Problem to solve —
All of the listing is to be written out word for word, with the pictures left out.

Stored data —

[Start of section]

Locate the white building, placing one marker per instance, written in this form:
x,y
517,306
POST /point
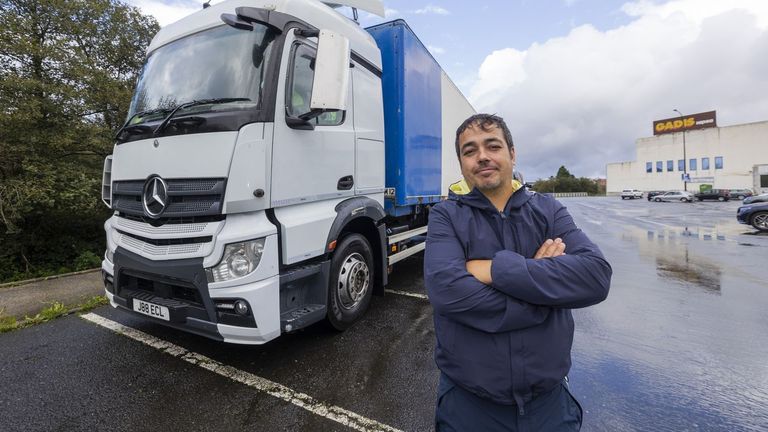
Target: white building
x,y
731,157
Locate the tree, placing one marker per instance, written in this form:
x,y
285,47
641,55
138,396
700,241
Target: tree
x,y
67,68
564,181
563,173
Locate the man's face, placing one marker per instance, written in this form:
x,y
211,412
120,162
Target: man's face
x,y
486,161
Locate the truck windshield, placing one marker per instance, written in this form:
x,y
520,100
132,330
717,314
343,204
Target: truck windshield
x,y
222,62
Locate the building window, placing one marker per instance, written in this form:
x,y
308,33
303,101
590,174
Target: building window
x,y
718,162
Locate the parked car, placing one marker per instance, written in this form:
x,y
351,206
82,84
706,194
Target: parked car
x,y
755,215
631,194
741,193
674,196
756,199
714,194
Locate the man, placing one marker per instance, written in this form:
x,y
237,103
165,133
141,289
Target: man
x,y
503,269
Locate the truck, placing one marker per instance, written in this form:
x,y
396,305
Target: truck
x,y
277,161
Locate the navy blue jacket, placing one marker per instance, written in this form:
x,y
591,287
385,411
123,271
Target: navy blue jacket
x,y
511,340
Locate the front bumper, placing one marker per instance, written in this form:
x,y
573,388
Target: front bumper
x,y
181,286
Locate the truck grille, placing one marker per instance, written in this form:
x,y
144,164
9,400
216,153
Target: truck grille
x,y
187,197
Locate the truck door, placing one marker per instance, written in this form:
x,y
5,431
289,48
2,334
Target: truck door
x,y
309,163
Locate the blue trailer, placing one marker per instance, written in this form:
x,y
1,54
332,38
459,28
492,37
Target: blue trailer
x,y
422,109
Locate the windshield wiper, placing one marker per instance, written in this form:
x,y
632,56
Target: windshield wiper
x,y
138,114
215,101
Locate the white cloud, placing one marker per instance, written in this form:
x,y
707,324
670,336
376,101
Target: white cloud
x,y
435,49
582,100
389,13
432,9
167,12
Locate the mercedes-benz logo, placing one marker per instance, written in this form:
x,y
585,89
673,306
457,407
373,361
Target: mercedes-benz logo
x,y
155,197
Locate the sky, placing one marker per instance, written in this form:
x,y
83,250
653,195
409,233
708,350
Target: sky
x,y
578,81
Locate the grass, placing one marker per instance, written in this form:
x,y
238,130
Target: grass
x,y
55,310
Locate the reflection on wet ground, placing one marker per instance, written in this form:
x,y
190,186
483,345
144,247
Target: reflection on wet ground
x,y
689,272
673,260
681,342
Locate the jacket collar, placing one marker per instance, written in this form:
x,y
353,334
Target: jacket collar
x,y
460,192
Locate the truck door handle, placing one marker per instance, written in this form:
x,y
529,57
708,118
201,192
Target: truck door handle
x,y
345,183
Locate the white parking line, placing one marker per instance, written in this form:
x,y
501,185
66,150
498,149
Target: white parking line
x,y
302,400
405,293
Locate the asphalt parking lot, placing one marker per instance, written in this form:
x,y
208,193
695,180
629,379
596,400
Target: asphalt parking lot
x,y
680,344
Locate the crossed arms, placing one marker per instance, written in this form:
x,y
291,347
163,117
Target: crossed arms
x,y
510,291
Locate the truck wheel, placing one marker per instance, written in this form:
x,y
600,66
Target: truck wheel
x,y
760,221
351,284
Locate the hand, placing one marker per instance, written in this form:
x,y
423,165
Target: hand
x,y
550,249
481,270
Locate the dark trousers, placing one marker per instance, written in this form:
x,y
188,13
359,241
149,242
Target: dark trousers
x,y
460,410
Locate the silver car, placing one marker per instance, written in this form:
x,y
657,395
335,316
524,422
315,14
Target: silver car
x,y
756,199
674,196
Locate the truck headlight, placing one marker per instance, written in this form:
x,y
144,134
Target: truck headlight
x,y
239,259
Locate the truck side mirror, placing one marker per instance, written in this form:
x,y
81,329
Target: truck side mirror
x,y
331,81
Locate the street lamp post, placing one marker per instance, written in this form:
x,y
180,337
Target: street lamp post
x,y
685,159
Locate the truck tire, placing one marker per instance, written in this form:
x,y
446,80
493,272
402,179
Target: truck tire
x,y
351,281
760,221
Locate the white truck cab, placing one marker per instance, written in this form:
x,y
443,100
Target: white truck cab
x,y
250,190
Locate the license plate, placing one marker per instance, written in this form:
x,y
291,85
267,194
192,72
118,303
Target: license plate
x,y
151,309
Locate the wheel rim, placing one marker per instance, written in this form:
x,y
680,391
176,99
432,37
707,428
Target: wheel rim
x,y
353,281
761,221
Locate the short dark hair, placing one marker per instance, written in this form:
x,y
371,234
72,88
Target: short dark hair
x,y
485,122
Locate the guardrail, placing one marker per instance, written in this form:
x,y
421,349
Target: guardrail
x,y
565,194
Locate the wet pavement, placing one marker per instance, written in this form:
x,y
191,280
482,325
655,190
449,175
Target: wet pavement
x,y
681,344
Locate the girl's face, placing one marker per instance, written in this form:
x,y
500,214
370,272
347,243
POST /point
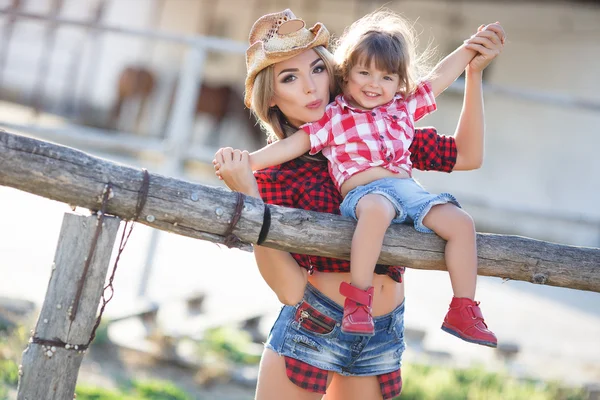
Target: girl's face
x,y
301,88
368,87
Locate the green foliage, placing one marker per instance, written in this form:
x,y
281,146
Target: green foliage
x,y
135,390
431,383
156,390
228,344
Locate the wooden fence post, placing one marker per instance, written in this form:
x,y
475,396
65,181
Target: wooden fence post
x,y
50,372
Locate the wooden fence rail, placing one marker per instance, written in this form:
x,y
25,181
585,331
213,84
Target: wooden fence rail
x,y
74,177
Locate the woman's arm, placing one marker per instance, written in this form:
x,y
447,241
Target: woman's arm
x,y
450,68
278,268
471,124
281,151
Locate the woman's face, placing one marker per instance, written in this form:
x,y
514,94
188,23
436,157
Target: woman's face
x,y
301,88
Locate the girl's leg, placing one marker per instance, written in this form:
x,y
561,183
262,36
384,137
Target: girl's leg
x,y
457,228
374,213
353,388
274,384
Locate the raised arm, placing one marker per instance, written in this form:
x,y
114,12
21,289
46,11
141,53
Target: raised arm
x,y
471,124
452,66
278,268
280,151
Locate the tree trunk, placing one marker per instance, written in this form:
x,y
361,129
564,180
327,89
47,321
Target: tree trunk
x,y
204,212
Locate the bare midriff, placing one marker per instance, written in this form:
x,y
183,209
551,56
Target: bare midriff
x,y
388,293
368,176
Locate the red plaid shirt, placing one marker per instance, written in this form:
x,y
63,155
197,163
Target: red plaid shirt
x,y
354,140
307,185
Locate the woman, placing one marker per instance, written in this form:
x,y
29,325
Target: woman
x,y
290,80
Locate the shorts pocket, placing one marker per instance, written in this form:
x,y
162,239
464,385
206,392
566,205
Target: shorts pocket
x,y
311,320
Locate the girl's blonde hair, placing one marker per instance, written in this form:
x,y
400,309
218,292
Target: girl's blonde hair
x,y
271,119
385,40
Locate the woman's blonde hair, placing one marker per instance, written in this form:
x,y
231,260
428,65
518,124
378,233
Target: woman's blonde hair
x,y
271,119
385,40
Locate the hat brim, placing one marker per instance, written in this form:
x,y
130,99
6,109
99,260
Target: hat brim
x,y
269,58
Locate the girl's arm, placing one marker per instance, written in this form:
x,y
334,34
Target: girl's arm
x,y
455,63
471,124
280,151
278,268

[End of section]

Solution to this task —
Locate the white building, placing one marker per instance, written in this form:
x,y
517,306
POST /point
Target: white building
x,y
731,157
Locate the tree, placing one marker per instance, written in this form:
x,y
285,47
641,55
138,396
700,241
Target: tree
x,y
67,68
564,181
563,173
Locate the man's face, placing one marker per instance, written in this form:
x,y
211,412
120,162
Target: man's face
x,y
486,161
Locate the truck windshield, placing one marker per instance, written in this form:
x,y
520,100
132,330
717,314
343,204
Target: truck windshield
x,y
222,62
Locate the building window, placing one marker per instance, written in this form:
x,y
308,33
303,101
590,174
Target: building window
x,y
718,162
Locate the parked car, placing one marker per instance, written in this form:
x,y
351,206
82,84
706,194
Target: parked car
x,y
755,215
631,194
741,193
674,196
756,199
714,194
Locate the man, placing one marker per instance, written in this form:
x,y
237,103
165,133
141,289
Target: man
x,y
503,269
Locate the truck, placing one marker per instance, written in this form:
x,y
396,305
Target: truck
x,y
277,161
Locate the navy blue jacket, placing one marker per instance, written in this form:
x,y
591,287
385,411
123,271
Target: navy blue jacket
x,y
511,340
Locate the front bumper, placing one marker per instance, written in this form:
x,y
573,388
Target: front bumper
x,y
181,286
Locate the truck grille, placing one marker per instance, written in this form:
x,y
144,164
9,400
216,153
Target: truck grille
x,y
187,197
Locate the truck door, placing one marker per instance, written in this form:
x,y
5,431
289,48
2,334
Target: truck door
x,y
309,163
Locate the blue trailer, placing one marker per instance, written in this form:
x,y
1,54
332,38
459,28
492,37
Target: blue trailer
x,y
422,109
Locate the windshield wiper, placing one marker per instance, written in this form:
x,y
632,56
Target: windshield wiper
x,y
138,114
215,101
Locate the white cloud, placing one marker per instance, written in this form:
x,y
707,324
670,336
376,101
Target: white cloud
x,y
435,49
582,100
389,13
432,9
167,12
Locate the mercedes-benz logo, placing one marker per instance, written in this form:
x,y
585,89
673,306
457,407
373,361
Target: mercedes-benz logo
x,y
155,197
Locate the sky, placing one marker per instance, written in this form:
x,y
83,250
653,195
409,233
708,350
Target: sky
x,y
578,81
Locate the grass, placing one marker per instance, written in this form:
x,y
238,130
Target: grass
x,y
55,310
Locate the reflection on wet ground, placing one marker per instance, written in this form:
x,y
190,186
483,345
144,247
Target: reflection on wet ground
x,y
689,272
673,260
681,342
Locate the jacket collar, placing one marker per instance, written in this form:
x,y
353,334
Target: jacket collar
x,y
460,192
Locate the truck door handle, placing one marker per instance, written in this form:
x,y
529,57
708,118
201,192
Target: truck door handle
x,y
345,183
Locate the white parking line, placing one marker per instance, written in this form:
x,y
501,185
66,150
498,149
Target: white parking line
x,y
302,400
405,293
Locate the asphalt parking lot, placing one marker per instance, written in this form:
x,y
208,193
695,180
629,379
596,400
Target: asphalt parking lot
x,y
680,344
Locate the crossed arms, placing one marker per instance, written in this form:
x,y
291,347
163,117
Target: crossed arms
x,y
510,291
Locate the truck wheel, placing one marker per instance, written in this form:
x,y
600,66
Target: truck wheel
x,y
760,221
351,284
Locate the hand, placing one marker per instance, written in this form:
x,y
423,165
Target: hand
x,y
550,249
481,270
Locate the dark trousers, placing one marker per instance, written in this form:
x,y
188,13
359,241
149,242
Target: dark trousers
x,y
460,410
Locate the silver car, placing one marker per instance, written in this form:
x,y
657,395
335,316
524,422
315,14
Target: silver car
x,y
756,199
674,196
Locate the truck headlight, placing one marker per instance, written in this form:
x,y
144,134
Target: truck headlight
x,y
239,259
Locate the truck side mirror, placing one marker per instance, written in this form:
x,y
81,329
Target: truck side mirror
x,y
331,81
Locate the street lamp post, placing one marker per instance, written in this form:
x,y
180,337
Target: street lamp post
x,y
685,159
Locate the truck tire, placing one marker per instance, written in this form:
x,y
446,80
493,272
402,179
Target: truck tire
x,y
351,281
760,221
Locate the white truck cab, placing one marker per instance, written in this form:
x,y
443,100
Target: white truck cab
x,y
250,190
Locate the license plate, placing one marker per instance, written in this form:
x,y
291,85
267,194
192,72
118,303
Target: license plate
x,y
151,309
Locate the wheel rim, placing one marker per instance, written in this form:
x,y
680,391
176,99
432,37
707,428
Target: wheel rim
x,y
353,281
761,221
Locate the short dark hair, placing one marker per instance, written in this form:
x,y
371,234
72,88
Target: short dark hair
x,y
485,122
Locate the guardrail, placing one marker per instance, written in this form:
x,y
421,349
Target: guardrail
x,y
565,194
Locate the wet pavement, placing one marker per instance, written in this form:
x,y
191,280
482,325
655,190
449,175
Target: wet pavement
x,y
681,344
Locate the girl's face, placing one marker per instance, written in this form:
x,y
500,214
370,272
347,243
POST /point
Target: girl's face
x,y
301,88
368,87
Locate the green foliage, placing one marker per instance, written in this form:
x,y
281,146
Target: green foliage
x,y
135,390
431,383
156,390
228,344
Locate the wooden fence post, placing one marker per instance, written in this form:
x,y
475,396
65,181
Target: wooden fence post
x,y
50,372
Locate the wooden fence rail, placing one marker per instance, written in this form:
x,y
25,181
585,331
213,84
Target: wooden fence rail
x,y
74,177
Locate the woman's arm, placing one marker per instance, written in this form:
x,y
447,241
Target: woman's arm
x,y
450,68
278,268
471,124
281,151
Locate the woman's face, placing one marker per instance, written in this form:
x,y
514,94
188,23
436,157
Target: woman's face
x,y
301,88
Locate the girl's leg, placing one marker per instance, written in this form:
x,y
561,183
262,36
384,137
Target: girl's leg
x,y
457,228
374,213
353,388
274,384
Locate the raised arm, placing one marker per instance, written in this form:
x,y
114,12
21,289
46,11
141,53
Target: raised arm
x,y
471,124
452,66
278,268
280,151
Locate the tree trunk, placing one marker per instance, written in this form:
x,y
361,129
564,180
327,89
47,321
Target: tree trunk
x,y
204,212
Locate the bare midriff, placing one marker per instance, written in this form:
x,y
183,209
551,56
Target: bare midriff
x,y
388,293
368,176
Locate the red plaid shirt, placing one marker per instance, written in this form:
x,y
63,155
197,163
Target: red plaid shirt
x,y
354,140
307,185
Locate the woman, placing one marker per instance, written in this form:
x,y
29,325
Target: woman
x,y
290,80
Locate the shorts pocket, placing one marker per instance, written in this form:
x,y
162,239
464,385
206,392
566,205
Target: shorts pocket
x,y
311,320
Locate the girl's blonde hair, placing one marker per instance, written in this form:
x,y
400,309
218,292
Target: girl's blonde hair
x,y
271,119
385,40
Locate the woman's blonde hair, placing one marker per instance, written in this form:
x,y
231,260
428,65
518,124
378,233
Target: woman's blonde hair
x,y
271,119
385,40
Locate the hat brim, placing one marker per instance, written in this form:
x,y
130,99
6,109
99,260
Target: hat brim
x,y
269,58
Locate the girl's arm, placing one marker per instance, written in this form:
x,y
334,34
Target: girl's arm
x,y
455,63
471,124
280,151
278,268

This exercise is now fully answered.